### DATASET EXTRACT
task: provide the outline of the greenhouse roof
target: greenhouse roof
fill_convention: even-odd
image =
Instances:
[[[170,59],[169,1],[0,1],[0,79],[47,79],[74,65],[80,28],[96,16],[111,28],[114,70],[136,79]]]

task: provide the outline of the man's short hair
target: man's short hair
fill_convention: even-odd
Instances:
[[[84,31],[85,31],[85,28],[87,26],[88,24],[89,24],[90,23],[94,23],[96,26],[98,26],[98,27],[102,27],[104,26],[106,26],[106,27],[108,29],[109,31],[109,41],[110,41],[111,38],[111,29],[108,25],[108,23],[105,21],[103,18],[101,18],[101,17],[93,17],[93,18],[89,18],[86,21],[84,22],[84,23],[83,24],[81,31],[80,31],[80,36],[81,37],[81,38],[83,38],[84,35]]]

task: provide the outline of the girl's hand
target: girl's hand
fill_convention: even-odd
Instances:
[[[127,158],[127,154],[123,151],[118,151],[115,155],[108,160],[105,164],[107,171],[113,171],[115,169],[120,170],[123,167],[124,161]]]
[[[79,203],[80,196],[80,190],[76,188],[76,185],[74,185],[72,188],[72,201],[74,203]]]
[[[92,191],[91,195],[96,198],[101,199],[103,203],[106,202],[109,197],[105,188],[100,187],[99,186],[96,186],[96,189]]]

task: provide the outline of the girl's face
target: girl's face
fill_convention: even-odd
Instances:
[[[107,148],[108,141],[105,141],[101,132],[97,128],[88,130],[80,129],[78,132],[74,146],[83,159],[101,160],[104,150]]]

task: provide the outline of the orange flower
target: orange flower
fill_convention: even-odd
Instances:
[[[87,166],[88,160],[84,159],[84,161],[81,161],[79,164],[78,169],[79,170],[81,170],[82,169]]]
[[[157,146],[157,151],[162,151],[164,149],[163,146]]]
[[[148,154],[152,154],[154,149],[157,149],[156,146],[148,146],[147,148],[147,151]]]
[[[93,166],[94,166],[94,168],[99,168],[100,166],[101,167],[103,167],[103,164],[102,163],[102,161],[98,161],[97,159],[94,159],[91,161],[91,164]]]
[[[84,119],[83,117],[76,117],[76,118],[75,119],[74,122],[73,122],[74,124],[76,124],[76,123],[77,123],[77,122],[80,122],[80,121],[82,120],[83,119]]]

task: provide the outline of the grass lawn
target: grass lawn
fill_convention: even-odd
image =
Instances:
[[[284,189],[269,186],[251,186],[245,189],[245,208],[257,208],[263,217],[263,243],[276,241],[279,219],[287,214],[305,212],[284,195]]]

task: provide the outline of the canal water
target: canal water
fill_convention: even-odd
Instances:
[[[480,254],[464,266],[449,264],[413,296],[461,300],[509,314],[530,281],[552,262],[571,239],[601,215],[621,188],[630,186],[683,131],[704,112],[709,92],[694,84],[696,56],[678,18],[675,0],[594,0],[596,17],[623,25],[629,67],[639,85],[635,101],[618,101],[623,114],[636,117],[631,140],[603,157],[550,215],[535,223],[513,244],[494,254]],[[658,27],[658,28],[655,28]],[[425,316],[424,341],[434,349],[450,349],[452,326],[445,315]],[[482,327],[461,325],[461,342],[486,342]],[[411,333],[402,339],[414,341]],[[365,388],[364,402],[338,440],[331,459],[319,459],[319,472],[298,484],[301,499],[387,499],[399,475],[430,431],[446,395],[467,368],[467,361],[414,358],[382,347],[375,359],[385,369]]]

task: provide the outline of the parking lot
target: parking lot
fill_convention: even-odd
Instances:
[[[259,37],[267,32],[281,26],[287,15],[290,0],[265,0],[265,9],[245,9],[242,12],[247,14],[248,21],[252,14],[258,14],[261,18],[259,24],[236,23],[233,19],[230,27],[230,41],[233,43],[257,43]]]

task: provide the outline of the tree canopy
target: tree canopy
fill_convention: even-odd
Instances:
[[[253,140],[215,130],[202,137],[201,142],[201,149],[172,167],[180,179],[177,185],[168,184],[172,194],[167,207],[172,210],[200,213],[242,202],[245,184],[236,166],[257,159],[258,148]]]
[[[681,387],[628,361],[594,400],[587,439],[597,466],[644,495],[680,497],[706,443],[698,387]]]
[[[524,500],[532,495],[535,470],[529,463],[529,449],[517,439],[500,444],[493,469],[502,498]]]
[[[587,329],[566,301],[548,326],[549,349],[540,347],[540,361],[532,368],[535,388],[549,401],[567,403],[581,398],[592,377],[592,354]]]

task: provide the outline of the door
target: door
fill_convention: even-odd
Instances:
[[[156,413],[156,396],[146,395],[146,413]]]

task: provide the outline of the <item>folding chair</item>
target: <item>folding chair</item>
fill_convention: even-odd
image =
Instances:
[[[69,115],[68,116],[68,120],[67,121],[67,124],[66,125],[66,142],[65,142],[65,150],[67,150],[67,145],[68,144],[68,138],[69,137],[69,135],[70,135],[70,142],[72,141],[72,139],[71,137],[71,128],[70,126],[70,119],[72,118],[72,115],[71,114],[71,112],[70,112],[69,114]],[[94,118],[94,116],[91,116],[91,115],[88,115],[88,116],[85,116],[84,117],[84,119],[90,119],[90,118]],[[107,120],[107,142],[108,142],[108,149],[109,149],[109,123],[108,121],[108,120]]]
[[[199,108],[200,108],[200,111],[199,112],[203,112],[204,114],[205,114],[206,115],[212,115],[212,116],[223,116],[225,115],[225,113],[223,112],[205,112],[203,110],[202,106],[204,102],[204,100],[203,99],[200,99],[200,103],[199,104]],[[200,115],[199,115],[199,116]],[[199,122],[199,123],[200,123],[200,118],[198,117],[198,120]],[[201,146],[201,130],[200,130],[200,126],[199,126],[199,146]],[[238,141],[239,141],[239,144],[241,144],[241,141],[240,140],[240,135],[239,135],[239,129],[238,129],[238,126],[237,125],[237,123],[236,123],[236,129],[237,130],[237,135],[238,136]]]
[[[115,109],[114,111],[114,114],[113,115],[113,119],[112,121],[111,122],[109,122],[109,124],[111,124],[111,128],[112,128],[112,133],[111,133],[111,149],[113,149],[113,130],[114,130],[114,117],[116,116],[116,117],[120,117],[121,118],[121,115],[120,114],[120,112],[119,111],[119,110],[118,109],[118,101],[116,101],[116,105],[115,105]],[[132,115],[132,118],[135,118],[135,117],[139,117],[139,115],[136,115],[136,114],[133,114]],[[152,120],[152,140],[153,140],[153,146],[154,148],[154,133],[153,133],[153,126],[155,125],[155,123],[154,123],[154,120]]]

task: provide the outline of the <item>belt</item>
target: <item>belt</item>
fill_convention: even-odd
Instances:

### GOAL OF THE EXERCISE
Reproduce all of the rows above character for character, leaving nothing out and changing nothing.

### EXERCISE ANSWER
task: provide the outline of the greenhouse roof
target: greenhouse roof
fill_convention: even-odd
image =
Instances:
[[[170,59],[169,1],[0,1],[0,79],[47,79],[74,65],[80,28],[96,16],[111,28],[114,70],[136,79]]]

task: provide the outline of the man's short hair
target: man's short hair
fill_convention: even-odd
Instances:
[[[84,31],[85,31],[85,28],[87,26],[88,24],[89,24],[90,23],[94,23],[96,26],[98,26],[98,27],[102,27],[104,26],[106,26],[106,27],[108,29],[109,31],[109,41],[110,41],[111,38],[111,29],[108,25],[108,23],[105,21],[103,18],[101,18],[101,17],[93,17],[93,18],[89,18],[86,21],[84,22],[84,23],[83,24],[81,31],[80,31],[80,36],[81,37],[81,38],[83,38],[84,35]]]

task: provide the outline of the girl's hand
target: girl's hand
fill_convention: even-odd
Instances:
[[[127,158],[127,154],[123,151],[118,151],[115,155],[108,160],[105,164],[107,171],[113,171],[115,169],[120,170],[123,167],[124,161]]]
[[[79,203],[80,196],[80,190],[76,188],[76,185],[74,185],[72,188],[72,201],[74,203]]]
[[[92,191],[91,195],[96,198],[101,199],[103,203],[106,202],[109,197],[105,188],[100,187],[99,186],[96,186],[96,189]]]

task: provide the outline of the girl's face
target: girl's face
fill_convention: even-odd
Instances:
[[[107,148],[108,141],[105,141],[101,132],[97,128],[88,130],[80,129],[78,132],[74,146],[83,159],[101,160],[104,150]]]

task: provide the outline of the orange flower
target: orange flower
fill_convention: even-odd
Instances:
[[[87,166],[88,160],[84,159],[84,161],[81,161],[79,164],[78,169],[79,170],[81,170],[82,169]]]
[[[157,146],[157,151],[162,151],[164,149],[163,146]]]
[[[148,154],[152,154],[154,149],[157,149],[156,146],[148,146],[147,148],[147,151]]]
[[[93,166],[94,166],[94,168],[99,168],[100,166],[101,167],[103,167],[103,164],[102,163],[102,161],[98,161],[97,159],[94,159],[91,161],[91,164]]]
[[[84,119],[83,117],[76,117],[76,118],[75,119],[74,122],[73,122],[74,124],[76,124],[76,123],[77,123],[77,122],[80,122],[80,121],[82,120],[83,119]]]

task: provide the outline of the grass lawn
target: grass lawn
fill_convention: even-odd
image =
Instances:
[[[284,189],[269,186],[251,186],[245,189],[245,208],[257,208],[263,217],[263,243],[276,241],[279,219],[287,214],[305,212],[284,195]]]

task: provide the outline of the canal water
target: canal water
fill_convention: even-odd
Instances:
[[[480,254],[464,266],[449,264],[413,296],[461,300],[509,314],[530,281],[552,262],[571,239],[601,215],[621,188],[630,186],[683,131],[704,112],[709,92],[694,84],[696,56],[678,18],[675,0],[594,0],[596,17],[623,25],[629,67],[639,85],[635,101],[618,101],[623,114],[636,117],[631,140],[603,157],[550,215],[535,223],[513,244],[494,254]],[[658,27],[658,28],[655,28]],[[425,316],[424,341],[434,349],[450,349],[452,326],[445,315]],[[482,327],[461,325],[461,342],[486,342]],[[411,333],[402,339],[414,341]],[[365,388],[364,402],[338,440],[331,459],[319,459],[319,472],[298,484],[301,499],[387,499],[399,475],[430,431],[446,395],[467,368],[467,361],[414,358],[382,347],[375,359],[385,369]]]

task: provide the outline of the parking lot
target: parking lot
fill_convention: even-odd
Instances:
[[[259,37],[267,32],[281,26],[287,15],[290,0],[265,0],[265,9],[245,9],[242,12],[247,14],[248,21],[252,14],[258,14],[261,18],[259,24],[236,23],[233,19],[230,27],[230,41],[233,43],[257,43]]]

task: provide the outline of the tree canopy
target: tree canopy
fill_convention: even-odd
Instances:
[[[253,140],[215,130],[202,137],[201,142],[201,149],[172,167],[180,179],[177,185],[168,184],[172,194],[167,207],[172,210],[200,213],[242,202],[245,184],[236,166],[257,159],[258,148]]]
[[[681,387],[628,361],[594,400],[587,439],[597,466],[644,495],[680,497],[706,443],[698,387]]]
[[[524,500],[532,495],[535,470],[529,463],[529,449],[517,439],[500,444],[493,469],[502,498]]]
[[[587,329],[566,301],[548,326],[549,349],[540,347],[540,361],[532,368],[535,388],[549,401],[567,403],[581,398],[592,377],[592,354]]]

task: provide the outline of the door
target: door
fill_convention: even-odd
Instances:
[[[156,413],[156,396],[146,395],[146,413]]]

task: provide the outline of the <item>folding chair</item>
target: <item>folding chair</item>
fill_convention: even-odd
image =
Instances:
[[[69,115],[68,116],[68,120],[67,121],[67,124],[66,125],[66,142],[65,142],[65,150],[67,150],[67,145],[68,144],[68,138],[69,137],[69,135],[70,135],[70,142],[72,141],[72,139],[71,137],[71,128],[70,126],[70,119],[72,118],[72,115],[71,114],[71,112],[70,112],[69,114]],[[94,118],[94,116],[91,116],[91,115],[88,115],[88,116],[85,116],[84,117],[84,119],[90,119],[90,118]],[[107,120],[107,142],[108,142],[108,149],[109,149],[109,123],[108,121],[108,120]]]
[[[199,108],[200,108],[200,111],[199,112],[203,112],[204,114],[205,114],[206,115],[212,115],[212,116],[223,116],[225,115],[225,113],[223,112],[205,112],[203,110],[202,106],[204,102],[204,100],[203,99],[200,99],[200,103],[199,104]],[[200,115],[199,115],[199,116]],[[199,122],[199,123],[200,123],[200,118],[198,117],[198,120]],[[201,146],[201,130],[200,130],[200,126],[199,126],[199,146]],[[238,141],[239,141],[239,144],[241,144],[241,141],[240,140],[240,135],[239,135],[239,129],[238,129],[238,126],[237,125],[237,123],[236,123],[236,129],[237,130],[237,135],[238,136]]]
[[[115,109],[114,111],[114,114],[113,115],[113,119],[112,121],[111,122],[109,122],[109,124],[111,124],[111,128],[112,128],[112,133],[111,133],[111,149],[113,149],[113,130],[114,130],[114,117],[116,116],[116,117],[120,117],[121,118],[121,115],[120,114],[120,112],[119,111],[119,110],[118,109],[118,101],[116,101],[116,105],[115,105]],[[132,115],[132,118],[135,118],[135,117],[139,117],[139,115],[136,115],[136,114],[133,114]],[[152,120],[152,140],[153,140],[153,146],[154,148],[154,133],[153,133],[153,126],[155,125],[155,123],[154,123],[154,120]]]

task: provide the outline of the <item>belt</item>
target: <item>belt</item>
fill_convention: even-odd
Instances:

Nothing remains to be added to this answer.